• **Document text**
▼▼▼
A strong debate has been forming regarding the correlation of the Tel Dan inscription with the description of the battle depicted in 2 Kings 9 of the Old Testament. The Tel Dan Stele was located in 1993 and 1994 in Tel Dan, and it depicts various victories in battle against Israel and the House of David. The author of the stele is strongly implied to be Hazael, a king of Damascus. It is entirely possible that the Tel Dan inscription can provide “a different view of the death of Jehoram king of Israel than that provided in the Bible” (Demsky, p. 72). The Biblical passage that details the same event is 2 Kings 9; comparing these two texts, it should be said that the Biblical text is more likely to be an accurate representation of the events of the fall of the House of David. This is due to the fragmented nature of the stele, and the perspective of the potential writer, who found it in his best interests to describe his own conquering of a nation.
The primary debate between the legitimacy of either text is the discrepancy that is found between the way in which Jehoran and Ahaziah were killed by Jehu. According to 2 Kings 9, Jehu rebelled against the house of Ahab, coinciding with Elijah’s and Elisha’s prophecies. However, the author of the Tel Dan Stele states that he, in fact, slayed Jehoram and Ahaziah. Since the author of this text is strongly implied to be Hazael, how does this fit into the narrative of 2 Kings 9? (“New Fragment,” 1995).
▲▲▲
• **Dataset**
▼▼▼
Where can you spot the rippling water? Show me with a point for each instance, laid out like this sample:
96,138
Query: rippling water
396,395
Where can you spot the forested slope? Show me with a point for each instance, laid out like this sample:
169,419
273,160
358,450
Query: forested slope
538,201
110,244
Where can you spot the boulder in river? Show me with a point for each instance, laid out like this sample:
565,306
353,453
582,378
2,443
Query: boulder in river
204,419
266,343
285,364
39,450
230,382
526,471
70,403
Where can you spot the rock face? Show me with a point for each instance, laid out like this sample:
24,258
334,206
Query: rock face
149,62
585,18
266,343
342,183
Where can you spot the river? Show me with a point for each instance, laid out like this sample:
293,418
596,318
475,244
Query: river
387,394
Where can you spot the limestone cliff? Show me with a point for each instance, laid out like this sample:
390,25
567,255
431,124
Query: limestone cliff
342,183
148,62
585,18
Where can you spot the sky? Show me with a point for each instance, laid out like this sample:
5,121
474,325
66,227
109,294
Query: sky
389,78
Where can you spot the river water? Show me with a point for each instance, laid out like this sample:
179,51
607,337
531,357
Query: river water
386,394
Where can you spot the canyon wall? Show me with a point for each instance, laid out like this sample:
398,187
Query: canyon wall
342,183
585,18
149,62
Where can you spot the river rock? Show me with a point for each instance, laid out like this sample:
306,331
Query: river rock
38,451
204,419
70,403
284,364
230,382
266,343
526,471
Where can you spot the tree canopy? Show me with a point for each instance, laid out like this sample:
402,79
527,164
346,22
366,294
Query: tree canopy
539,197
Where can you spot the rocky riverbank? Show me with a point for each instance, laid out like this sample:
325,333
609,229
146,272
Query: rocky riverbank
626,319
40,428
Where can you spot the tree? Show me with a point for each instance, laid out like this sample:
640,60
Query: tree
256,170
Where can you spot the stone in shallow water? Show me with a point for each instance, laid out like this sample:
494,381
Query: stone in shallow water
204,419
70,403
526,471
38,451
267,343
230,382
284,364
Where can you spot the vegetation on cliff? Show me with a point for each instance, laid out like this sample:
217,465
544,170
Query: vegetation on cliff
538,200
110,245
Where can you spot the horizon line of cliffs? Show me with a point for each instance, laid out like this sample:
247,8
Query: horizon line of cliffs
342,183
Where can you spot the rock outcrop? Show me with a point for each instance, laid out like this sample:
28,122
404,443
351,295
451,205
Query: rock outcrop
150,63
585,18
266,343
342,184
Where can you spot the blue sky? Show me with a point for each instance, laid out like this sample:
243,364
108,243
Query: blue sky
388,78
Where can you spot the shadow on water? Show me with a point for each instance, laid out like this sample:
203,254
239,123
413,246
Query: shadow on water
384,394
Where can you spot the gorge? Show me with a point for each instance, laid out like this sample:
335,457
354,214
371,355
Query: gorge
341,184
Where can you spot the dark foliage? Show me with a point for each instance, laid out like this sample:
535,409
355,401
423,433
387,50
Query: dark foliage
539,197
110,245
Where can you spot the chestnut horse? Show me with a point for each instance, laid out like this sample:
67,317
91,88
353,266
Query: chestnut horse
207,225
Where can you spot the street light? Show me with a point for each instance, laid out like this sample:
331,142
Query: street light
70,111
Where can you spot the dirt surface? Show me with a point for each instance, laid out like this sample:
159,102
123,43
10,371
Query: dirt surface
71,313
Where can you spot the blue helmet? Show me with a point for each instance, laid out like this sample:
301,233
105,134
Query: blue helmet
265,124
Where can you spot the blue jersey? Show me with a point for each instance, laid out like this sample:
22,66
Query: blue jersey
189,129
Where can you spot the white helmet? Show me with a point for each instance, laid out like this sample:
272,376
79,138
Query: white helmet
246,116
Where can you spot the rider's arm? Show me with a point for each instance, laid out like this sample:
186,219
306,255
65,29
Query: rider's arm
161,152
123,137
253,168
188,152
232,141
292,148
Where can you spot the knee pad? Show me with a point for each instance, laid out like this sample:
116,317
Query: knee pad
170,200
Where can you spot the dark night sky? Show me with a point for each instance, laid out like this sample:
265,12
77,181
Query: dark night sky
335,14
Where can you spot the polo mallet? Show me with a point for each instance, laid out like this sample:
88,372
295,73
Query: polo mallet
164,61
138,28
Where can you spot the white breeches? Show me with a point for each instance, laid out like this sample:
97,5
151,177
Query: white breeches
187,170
▲▲▲
• **Description of the task**
According to the text about the Tel Dan Stele, in which years was the stele found?

• **Written response**
1993 and 1994